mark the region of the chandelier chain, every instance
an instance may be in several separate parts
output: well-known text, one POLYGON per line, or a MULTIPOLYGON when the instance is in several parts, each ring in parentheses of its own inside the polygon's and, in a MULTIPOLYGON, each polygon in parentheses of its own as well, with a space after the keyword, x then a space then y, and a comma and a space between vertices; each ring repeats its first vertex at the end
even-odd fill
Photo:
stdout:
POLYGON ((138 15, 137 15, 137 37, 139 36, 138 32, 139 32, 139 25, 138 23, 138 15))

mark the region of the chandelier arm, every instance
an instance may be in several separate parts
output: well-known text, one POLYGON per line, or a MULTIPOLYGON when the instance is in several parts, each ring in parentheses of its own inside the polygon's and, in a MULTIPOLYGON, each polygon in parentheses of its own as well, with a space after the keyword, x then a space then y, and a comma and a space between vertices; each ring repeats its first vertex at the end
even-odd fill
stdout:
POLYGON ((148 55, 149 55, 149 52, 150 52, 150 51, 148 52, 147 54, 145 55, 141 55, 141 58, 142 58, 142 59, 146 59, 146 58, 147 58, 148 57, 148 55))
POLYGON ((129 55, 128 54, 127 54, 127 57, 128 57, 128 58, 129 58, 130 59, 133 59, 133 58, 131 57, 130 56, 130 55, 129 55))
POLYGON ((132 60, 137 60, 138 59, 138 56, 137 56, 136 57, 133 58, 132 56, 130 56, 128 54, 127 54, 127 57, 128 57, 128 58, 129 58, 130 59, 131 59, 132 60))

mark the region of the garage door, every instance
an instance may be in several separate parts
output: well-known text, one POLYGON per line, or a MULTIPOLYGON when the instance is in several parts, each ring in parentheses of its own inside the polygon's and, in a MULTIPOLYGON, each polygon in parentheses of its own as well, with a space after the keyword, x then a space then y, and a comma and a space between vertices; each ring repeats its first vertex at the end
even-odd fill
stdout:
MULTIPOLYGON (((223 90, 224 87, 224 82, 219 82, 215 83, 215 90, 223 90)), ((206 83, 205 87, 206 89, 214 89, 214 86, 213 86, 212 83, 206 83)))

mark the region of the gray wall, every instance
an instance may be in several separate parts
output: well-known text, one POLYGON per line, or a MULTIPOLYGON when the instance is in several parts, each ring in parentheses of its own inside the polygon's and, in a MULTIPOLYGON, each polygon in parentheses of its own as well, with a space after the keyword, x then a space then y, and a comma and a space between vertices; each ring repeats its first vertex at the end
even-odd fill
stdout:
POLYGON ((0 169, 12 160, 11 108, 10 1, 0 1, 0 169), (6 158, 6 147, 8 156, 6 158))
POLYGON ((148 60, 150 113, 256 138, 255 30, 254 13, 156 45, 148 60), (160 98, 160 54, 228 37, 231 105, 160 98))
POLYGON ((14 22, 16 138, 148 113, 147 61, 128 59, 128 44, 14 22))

..........

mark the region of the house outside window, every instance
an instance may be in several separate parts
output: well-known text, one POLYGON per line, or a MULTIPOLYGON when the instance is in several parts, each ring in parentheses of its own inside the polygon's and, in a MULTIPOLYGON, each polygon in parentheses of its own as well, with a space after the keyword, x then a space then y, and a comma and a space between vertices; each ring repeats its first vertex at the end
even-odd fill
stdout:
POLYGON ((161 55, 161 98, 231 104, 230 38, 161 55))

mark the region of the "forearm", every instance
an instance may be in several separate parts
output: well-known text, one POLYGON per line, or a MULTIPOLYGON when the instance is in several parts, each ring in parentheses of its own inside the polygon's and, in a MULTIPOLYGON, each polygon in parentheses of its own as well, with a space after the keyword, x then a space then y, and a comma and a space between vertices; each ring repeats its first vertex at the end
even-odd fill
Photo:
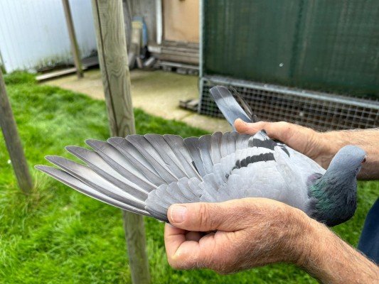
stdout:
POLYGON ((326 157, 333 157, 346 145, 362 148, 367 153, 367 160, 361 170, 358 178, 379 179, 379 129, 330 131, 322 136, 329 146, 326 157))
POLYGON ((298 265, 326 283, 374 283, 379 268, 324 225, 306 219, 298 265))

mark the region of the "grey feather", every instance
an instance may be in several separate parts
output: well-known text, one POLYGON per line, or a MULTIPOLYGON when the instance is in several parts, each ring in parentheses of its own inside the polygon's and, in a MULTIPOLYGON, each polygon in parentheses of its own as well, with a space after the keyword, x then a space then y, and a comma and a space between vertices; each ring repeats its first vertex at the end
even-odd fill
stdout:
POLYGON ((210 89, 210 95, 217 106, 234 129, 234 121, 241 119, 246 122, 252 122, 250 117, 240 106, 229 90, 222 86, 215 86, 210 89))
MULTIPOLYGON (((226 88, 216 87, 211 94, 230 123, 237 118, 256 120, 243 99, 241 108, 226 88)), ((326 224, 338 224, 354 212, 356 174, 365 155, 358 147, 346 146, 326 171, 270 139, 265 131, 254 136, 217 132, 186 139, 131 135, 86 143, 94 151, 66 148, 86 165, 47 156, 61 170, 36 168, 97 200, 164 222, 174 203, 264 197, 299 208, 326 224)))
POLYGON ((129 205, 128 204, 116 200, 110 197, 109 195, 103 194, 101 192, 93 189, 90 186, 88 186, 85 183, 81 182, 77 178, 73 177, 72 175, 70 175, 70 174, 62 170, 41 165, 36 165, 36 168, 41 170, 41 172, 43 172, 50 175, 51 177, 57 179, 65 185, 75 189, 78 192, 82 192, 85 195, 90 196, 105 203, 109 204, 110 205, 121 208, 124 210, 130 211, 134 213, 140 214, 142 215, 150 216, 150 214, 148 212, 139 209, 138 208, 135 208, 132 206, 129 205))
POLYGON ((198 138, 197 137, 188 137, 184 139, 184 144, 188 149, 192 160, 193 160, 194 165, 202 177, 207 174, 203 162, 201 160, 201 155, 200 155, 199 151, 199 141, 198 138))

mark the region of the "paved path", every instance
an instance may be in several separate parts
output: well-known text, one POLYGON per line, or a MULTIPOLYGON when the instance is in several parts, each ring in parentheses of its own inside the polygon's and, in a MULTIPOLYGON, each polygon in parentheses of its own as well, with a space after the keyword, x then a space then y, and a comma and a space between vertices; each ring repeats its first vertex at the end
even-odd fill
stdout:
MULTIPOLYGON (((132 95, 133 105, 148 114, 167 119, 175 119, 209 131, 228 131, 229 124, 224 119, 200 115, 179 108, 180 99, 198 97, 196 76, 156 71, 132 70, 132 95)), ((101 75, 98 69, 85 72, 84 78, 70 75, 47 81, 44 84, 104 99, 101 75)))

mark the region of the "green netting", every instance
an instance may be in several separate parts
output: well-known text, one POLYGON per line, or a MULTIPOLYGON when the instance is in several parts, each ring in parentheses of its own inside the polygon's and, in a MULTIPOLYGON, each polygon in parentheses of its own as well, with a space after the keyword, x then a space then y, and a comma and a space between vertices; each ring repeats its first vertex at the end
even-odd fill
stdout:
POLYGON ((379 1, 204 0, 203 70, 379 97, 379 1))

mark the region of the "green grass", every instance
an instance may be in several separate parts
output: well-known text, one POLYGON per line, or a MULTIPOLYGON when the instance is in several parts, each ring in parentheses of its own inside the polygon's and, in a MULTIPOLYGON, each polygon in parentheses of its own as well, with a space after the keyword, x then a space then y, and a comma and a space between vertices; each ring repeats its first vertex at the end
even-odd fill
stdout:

..........

Task to complete:
Copy the listing above unchanged, from the line with "mark the region of the garage" through the line with "POLYGON ((14 22, 16", including both of those lines.

Expected output:
mark the region of the garage door, every instance
an instance may be in several separate parts
output: well-known text, one POLYGON per line, or a MULTIPOLYGON when the instance is in several parts, each ring in parentheses of its own inside the polygon's and, in a MULTIPOLYGON, each polygon in parentheses of its own as well, with a space after the keyword, x then a space then y, and a comma and a space between vertices; each ring repeats its first vertex at the end
even-odd fill
stdout:
MULTIPOLYGON (((223 90, 224 87, 224 82, 219 82, 215 83, 215 90, 223 90)), ((206 83, 205 87, 206 89, 214 89, 214 86, 213 86, 212 83, 206 83)))

mark the region of the gray wall, every instance
an instance may be in several separate parts
output: well-known text, one POLYGON per line, or a MULTIPOLYGON when the instance is in several parts, each ring in parentheses of its own inside the polygon's and, in a MULTIPOLYGON, each polygon in parentheses of its own as well, with a space after the keyword, x then a space then y, and a comma and a space between vertices; each ring repeats its first vertex at the end
even-odd fill
stdout:
POLYGON ((0 169, 12 160, 11 108, 10 1, 0 1, 0 169), (6 158, 6 147, 8 156, 6 158))
POLYGON ((148 60, 150 113, 256 138, 255 30, 254 13, 156 45, 148 60), (160 98, 160 54, 228 37, 231 105, 160 98))
POLYGON ((14 22, 16 138, 148 113, 147 61, 128 59, 128 44, 14 22))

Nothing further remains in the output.